What to work on: Copy out the entries word for word, from the line with "Would you mind pointing at the letter" to the line with "column 222, row 147", including both of those lines.

Supplied material:
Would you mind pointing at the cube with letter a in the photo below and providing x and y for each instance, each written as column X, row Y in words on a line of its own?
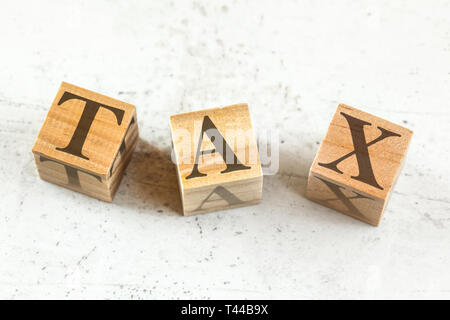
column 86, row 141
column 217, row 159
column 357, row 164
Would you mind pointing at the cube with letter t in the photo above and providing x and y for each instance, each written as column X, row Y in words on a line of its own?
column 86, row 141
column 217, row 159
column 357, row 164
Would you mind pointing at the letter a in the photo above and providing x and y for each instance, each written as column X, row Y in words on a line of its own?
column 222, row 147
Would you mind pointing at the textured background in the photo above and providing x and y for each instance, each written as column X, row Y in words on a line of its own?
column 293, row 62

The completed task:
Would you mind pointing at the letter a in the photo above and providing x and y for each instance, each written as column X, row Y in words on a line of its own?
column 222, row 147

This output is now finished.